**TUGAS YANG DIKERJAKAN:** Cetak ulang sebagian teks bacaan tentang pendidikan karakter Muhammad Al-Fatih di bawah tanpa mengubah apa pun. Mulailah dari kata-kata yang memuat "Oleh: Selviani, S.Pd., M.Pd.E." dan berhentilah setelah "tahun (Ash-Shalabi, 2015:168).".
── TEKS BACAAN ──
PENDIDIKAN KARAKTER MUHAMMAD AL-FATIH KECIL

Senin, 17 Agustus 2020

Oleh: Selviani, S.Pd., M.Pd.E.

Dosen STAI Auliaurrasyidin Tembilahan

Indragirione.com,- Sultan Mehmed II yang lahir pada 833 H (1429 M), Sultan Utsmani ketujuh dalam silsilah keluarga Ustman, bergelar Muhammad Al-Fatih dan Abu Khairat, memerintah kurang lebih selama 30 tahun dan berhasil membawa kebaikan dan kemuliaan bagi kaum muslimin. Dia diangkat menjadi penguasa daulah Ustamniah setelah kematian ayahnya pada 16 Muharram 855 H. Pada waktu itu umurnya baru 22 tahun (Ash-Shalabi, 2015:168).

Dikatakan bahwa ketika menunggu proses kelahiran, Murad II menenangkan dirinya dengan membaca Al-Quran dan lahirlah anaknya saat bacaannya sampai pada surah Al-Fath, surat yang berisi janji-janji Allah akan kemenangan kaum muslim. Sebagai anak laki-laki ketiga, Mehmed tidak diperkirakan siapapun untuk menjadi pengganti Murad II menjadi sultan (Felix Y. Siauw, 2017:43).

Sultan Muhammad Al-Fatih merupakan sultan yang berilmu, sholeh, pemimpin negara dan militer yang hebat. Bahkan mendapatkan bisyarah Nabi Muhammad SAW. Namun tahukah kita? Jauh sebelum menjadi sultan penakluk Konstantinopel, ada sebuah pelajaran sejarah yang jauh lebih penting untuk kita ketahui. Bahkan sejarah beliau dapat ditiru oleh setiap orang tua muslim yang menginginkan anaknya berkarakter seperti Sultan Muhammad Al-Fatih.

Muhammad Al-Fatih di masa kecilnya merupakan seorang anak yang pemalas. Jika pada saat ini banyak orang tua yang memiliki anak yang pemalas, jangan berkecil hati dulu. Terus dididik dengan benar. Sama seperti Muhammad Al-Fatih, bisa menjadi seorang yang besar ketika sebelumnya adalah seorang anak yang malas belajar. Nah, di sini pelajaran penting yang dapat kita ambil dibalik kemalasan Sultan Muhammad Al-Fatih, yaitu hati-hati dengan memberikan  fasilitas kepada anak.

Sejatinya orang tua menyayangi anaknya merupakan hal yang lumrah. Orang tua pasti ingin membahagiakan anak-anak bagaimanapun caranya. Sayangnya banyak orang tua yang tidak menyadari bahwa rasa sayangnya yang berlebihan justru memberikan efek yang kurang baik terhadap psikologis anak. Contohnya seperti memberikan fasilitas kepada anaknya, meski sebenarnya sang anak belum membutuhkannya. Seperti memberikan smartphone atau tablet. Padahal anak belum cukup umur untuk menerima fasilitas terebut. Orang tua sering kali terjebak dengan memberikan barang-barang mewah atau mainan mahal telah memberikan kebahagiaan kepada anak, padahal tanpa disadari orang tua justru telah memanjakan anaknya tersebut. Jika orang tua terlalu memanjakan anaknya, bisa mengakibatkan anak cenderung tak memiliki kemandirian dalam kehidupan sosialnya, mudah menyerah, dan bisa menjadi pribadi yang egois.
───
── DAFTAR ENTRI ──
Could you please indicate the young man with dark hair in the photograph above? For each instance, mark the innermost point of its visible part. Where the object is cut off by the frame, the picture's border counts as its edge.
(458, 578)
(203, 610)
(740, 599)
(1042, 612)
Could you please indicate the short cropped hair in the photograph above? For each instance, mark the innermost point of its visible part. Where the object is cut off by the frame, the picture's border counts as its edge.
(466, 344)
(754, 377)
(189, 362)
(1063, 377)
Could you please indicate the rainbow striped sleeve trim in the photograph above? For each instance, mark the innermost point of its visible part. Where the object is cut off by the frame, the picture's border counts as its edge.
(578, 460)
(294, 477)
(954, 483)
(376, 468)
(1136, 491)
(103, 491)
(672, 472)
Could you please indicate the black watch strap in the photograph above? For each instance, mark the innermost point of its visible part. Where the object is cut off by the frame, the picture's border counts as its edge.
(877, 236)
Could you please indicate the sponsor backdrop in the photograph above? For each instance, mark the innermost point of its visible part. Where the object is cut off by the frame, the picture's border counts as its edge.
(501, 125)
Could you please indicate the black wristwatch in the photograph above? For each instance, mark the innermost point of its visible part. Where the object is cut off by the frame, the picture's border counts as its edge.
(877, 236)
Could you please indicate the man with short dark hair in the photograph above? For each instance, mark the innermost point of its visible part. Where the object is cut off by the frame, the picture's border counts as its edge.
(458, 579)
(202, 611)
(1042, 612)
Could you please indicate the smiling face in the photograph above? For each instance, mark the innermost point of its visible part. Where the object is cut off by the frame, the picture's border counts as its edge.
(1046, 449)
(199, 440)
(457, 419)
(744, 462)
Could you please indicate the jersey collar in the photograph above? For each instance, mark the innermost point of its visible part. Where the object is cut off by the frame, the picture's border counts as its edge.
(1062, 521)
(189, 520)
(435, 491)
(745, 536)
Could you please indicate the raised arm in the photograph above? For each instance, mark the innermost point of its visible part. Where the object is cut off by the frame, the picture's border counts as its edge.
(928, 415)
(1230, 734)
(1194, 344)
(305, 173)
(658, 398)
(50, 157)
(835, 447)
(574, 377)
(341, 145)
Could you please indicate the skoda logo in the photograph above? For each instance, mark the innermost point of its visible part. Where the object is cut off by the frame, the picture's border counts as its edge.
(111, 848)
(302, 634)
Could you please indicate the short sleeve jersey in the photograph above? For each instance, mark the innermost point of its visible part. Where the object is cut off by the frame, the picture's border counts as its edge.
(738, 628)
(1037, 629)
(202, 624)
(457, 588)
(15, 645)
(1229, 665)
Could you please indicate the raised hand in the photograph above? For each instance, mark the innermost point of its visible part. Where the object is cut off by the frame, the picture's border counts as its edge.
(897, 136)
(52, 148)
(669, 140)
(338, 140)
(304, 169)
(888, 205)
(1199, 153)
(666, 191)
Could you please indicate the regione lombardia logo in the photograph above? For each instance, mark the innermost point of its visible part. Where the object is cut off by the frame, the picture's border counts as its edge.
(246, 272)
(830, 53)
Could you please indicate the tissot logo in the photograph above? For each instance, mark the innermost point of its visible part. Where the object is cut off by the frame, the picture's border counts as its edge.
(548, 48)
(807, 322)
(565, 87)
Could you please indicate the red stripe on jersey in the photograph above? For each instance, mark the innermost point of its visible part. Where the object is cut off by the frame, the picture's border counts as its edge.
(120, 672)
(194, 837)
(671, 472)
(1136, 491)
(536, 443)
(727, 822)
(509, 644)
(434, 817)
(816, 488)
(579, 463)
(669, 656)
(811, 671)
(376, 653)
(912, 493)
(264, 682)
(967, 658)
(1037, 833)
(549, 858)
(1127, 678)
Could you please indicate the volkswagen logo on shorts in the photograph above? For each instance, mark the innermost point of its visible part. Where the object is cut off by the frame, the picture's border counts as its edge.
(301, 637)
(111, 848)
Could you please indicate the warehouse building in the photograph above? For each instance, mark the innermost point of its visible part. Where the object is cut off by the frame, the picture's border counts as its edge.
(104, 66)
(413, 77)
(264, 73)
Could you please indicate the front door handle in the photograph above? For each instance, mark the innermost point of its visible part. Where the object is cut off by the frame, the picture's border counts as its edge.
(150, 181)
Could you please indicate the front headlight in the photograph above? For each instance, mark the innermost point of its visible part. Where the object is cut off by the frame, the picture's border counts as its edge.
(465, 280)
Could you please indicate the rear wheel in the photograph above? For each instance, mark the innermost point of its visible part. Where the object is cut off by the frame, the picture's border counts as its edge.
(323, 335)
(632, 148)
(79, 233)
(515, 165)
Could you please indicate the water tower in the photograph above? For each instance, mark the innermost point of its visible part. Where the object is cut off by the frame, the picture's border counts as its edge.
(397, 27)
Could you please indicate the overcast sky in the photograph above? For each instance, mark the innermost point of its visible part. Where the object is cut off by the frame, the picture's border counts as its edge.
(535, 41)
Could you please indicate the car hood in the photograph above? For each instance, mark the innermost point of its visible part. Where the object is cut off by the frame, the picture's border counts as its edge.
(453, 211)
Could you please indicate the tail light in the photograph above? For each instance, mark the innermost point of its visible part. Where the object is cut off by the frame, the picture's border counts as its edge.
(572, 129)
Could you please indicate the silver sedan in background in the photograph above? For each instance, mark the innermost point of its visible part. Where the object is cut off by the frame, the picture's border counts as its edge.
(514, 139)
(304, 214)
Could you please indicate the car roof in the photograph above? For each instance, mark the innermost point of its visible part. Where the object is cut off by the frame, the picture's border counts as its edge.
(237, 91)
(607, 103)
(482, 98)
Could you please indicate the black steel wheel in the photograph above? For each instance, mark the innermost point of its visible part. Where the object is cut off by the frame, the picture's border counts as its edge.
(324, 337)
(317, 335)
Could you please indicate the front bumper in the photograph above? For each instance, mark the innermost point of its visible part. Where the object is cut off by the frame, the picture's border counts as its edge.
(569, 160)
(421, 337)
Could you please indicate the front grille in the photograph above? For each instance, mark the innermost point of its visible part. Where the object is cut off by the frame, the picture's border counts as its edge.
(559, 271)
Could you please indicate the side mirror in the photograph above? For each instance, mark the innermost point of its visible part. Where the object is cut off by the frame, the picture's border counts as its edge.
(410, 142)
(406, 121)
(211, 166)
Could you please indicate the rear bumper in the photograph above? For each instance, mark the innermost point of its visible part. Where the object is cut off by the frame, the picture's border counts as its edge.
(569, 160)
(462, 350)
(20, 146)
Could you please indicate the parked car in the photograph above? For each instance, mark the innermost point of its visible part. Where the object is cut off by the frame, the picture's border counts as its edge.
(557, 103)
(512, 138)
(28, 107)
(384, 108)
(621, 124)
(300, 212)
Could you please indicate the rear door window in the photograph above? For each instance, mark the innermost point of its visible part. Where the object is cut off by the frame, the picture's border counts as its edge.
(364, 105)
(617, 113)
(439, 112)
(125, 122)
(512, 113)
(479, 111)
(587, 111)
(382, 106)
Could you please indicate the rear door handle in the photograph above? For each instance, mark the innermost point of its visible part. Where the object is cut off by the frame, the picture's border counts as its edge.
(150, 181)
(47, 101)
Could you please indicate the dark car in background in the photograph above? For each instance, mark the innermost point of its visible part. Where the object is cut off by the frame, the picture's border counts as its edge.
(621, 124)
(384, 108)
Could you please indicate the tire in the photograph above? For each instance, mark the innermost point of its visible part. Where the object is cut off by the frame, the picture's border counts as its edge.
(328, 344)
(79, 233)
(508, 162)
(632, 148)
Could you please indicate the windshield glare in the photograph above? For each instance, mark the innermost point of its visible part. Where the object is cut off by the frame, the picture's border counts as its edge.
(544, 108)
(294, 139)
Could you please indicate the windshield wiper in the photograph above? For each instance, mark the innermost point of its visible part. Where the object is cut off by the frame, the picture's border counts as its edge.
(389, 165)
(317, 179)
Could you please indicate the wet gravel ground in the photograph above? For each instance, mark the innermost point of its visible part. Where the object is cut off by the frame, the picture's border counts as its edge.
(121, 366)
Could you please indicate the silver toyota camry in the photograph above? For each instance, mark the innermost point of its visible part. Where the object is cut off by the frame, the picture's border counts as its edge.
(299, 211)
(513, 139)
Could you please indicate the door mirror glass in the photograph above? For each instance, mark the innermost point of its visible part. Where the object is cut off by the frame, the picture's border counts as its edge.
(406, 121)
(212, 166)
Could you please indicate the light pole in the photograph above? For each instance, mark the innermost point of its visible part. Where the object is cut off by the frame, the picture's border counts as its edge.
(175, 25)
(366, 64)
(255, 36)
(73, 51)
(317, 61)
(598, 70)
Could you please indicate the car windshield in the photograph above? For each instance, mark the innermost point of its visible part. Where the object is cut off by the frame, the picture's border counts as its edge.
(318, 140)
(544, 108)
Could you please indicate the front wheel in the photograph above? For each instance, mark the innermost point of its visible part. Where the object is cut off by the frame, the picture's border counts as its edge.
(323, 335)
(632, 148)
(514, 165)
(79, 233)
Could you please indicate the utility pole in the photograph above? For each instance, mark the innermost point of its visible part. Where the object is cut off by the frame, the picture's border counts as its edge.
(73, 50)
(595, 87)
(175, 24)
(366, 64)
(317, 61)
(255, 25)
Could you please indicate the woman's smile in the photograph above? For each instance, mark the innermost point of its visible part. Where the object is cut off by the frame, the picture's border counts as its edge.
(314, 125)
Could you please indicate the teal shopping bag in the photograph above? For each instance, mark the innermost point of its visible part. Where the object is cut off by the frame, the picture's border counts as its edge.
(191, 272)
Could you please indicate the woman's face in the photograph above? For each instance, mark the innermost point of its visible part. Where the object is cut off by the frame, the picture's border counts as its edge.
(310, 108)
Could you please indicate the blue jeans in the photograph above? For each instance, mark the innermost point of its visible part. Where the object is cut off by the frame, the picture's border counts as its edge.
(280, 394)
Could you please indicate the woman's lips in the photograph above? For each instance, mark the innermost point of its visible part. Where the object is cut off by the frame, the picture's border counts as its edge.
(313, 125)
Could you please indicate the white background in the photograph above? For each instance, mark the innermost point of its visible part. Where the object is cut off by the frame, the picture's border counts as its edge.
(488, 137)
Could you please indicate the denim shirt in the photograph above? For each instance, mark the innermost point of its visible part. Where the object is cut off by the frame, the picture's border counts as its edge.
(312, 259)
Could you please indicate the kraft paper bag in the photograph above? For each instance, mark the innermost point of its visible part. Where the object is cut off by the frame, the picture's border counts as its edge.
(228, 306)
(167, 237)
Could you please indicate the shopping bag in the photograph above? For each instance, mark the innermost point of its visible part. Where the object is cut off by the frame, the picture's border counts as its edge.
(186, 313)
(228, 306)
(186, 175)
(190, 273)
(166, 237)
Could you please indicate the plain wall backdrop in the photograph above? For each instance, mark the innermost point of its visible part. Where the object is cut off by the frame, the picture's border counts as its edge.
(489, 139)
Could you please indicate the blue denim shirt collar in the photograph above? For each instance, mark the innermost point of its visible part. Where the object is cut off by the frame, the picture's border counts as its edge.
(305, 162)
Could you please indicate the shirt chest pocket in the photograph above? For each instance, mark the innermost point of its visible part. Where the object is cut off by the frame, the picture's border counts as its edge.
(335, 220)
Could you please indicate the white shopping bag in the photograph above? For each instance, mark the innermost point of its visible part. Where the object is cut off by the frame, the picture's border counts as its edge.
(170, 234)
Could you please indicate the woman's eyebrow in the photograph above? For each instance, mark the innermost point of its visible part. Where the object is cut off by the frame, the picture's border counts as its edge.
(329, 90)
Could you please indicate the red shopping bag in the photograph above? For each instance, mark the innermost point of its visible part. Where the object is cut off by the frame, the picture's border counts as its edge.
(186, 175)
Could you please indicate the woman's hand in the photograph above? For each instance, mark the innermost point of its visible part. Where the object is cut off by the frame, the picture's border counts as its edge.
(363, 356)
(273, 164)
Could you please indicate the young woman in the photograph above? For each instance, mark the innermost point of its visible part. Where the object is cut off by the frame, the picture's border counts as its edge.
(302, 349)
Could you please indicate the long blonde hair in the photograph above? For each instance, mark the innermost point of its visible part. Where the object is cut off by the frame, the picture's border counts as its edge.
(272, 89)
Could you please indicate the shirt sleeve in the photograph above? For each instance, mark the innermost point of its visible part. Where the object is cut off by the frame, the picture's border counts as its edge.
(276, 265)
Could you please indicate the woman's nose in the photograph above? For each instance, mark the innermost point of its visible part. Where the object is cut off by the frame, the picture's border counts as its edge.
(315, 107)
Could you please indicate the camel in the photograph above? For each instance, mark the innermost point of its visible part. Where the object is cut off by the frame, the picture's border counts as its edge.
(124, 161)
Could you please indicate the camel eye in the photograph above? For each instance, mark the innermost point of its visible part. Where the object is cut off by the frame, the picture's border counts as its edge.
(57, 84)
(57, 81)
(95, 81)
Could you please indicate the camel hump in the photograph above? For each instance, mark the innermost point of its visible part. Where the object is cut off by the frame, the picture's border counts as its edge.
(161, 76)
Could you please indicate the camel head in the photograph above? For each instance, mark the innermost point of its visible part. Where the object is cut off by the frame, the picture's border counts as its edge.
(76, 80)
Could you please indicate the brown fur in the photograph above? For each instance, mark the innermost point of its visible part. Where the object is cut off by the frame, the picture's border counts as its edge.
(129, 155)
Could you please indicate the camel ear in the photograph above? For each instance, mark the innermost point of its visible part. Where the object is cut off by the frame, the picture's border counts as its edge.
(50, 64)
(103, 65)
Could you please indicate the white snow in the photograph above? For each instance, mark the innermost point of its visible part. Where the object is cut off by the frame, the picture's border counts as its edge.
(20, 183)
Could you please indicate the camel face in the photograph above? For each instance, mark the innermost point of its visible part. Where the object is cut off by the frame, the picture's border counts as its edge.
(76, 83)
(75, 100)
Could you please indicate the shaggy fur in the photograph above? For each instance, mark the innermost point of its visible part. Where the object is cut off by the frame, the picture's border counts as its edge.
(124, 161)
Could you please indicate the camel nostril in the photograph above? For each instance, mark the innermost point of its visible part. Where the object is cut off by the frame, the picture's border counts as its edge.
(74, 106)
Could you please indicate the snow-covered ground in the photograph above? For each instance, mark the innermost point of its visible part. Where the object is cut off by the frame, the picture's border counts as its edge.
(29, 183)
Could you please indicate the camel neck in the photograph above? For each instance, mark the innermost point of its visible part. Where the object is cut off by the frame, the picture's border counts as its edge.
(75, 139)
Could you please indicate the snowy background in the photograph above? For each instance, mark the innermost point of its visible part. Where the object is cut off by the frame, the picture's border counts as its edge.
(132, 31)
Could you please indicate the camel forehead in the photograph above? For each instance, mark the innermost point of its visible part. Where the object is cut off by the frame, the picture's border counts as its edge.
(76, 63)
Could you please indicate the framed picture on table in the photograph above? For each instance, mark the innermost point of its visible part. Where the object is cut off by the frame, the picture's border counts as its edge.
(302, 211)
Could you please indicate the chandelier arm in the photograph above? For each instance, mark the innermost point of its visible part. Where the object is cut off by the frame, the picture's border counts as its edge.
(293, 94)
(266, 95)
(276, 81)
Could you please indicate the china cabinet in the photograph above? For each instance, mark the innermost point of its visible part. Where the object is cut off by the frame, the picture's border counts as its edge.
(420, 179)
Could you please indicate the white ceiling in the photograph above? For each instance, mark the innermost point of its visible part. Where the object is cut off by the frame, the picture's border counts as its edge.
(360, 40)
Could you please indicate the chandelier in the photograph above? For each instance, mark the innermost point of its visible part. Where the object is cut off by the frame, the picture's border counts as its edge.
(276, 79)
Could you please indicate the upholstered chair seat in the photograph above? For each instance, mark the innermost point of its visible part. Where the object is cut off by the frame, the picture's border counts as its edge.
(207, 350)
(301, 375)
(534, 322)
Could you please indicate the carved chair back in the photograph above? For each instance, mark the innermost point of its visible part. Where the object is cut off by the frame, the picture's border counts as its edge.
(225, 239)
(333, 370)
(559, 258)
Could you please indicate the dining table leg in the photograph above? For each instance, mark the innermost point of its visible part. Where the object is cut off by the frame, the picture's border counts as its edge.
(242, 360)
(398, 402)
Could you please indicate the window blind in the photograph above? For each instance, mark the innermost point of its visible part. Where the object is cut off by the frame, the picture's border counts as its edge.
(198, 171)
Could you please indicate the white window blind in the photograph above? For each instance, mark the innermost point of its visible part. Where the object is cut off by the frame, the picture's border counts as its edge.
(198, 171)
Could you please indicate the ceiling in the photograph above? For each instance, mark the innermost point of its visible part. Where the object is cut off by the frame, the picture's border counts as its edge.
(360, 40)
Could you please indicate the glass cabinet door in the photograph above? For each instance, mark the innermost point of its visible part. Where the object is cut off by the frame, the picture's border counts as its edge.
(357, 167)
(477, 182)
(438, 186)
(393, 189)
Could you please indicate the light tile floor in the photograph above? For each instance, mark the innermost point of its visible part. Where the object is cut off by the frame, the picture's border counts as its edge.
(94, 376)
───
**JAWABAN BERIKUT:**
Oleh: Selviani, S.Pd., M.Pd.E.

Dosen STAI Auliaurrasyidin Tembilahan

Indragirione.com,- Sultan Mehmed II yang lahir pada 833 H (1429 M), Sultan Utsmani ketujuh dalam silsilah keluarga Ustman, bergelar Muhammad Al-Fatih dan Abu Khairat, memerintah kurang lebih selama 30 tahun dan berhasil membawa kebaikan dan kemuliaan bagi kaum muslimin. Dia diangkat menjadi penguasa daulah Ustamniah setelah kematian ayahnya pada 16 Muharram 855 H. Pada waktu itu umurnya baru 22 tahun (Ash-Shalabi, 2015:168).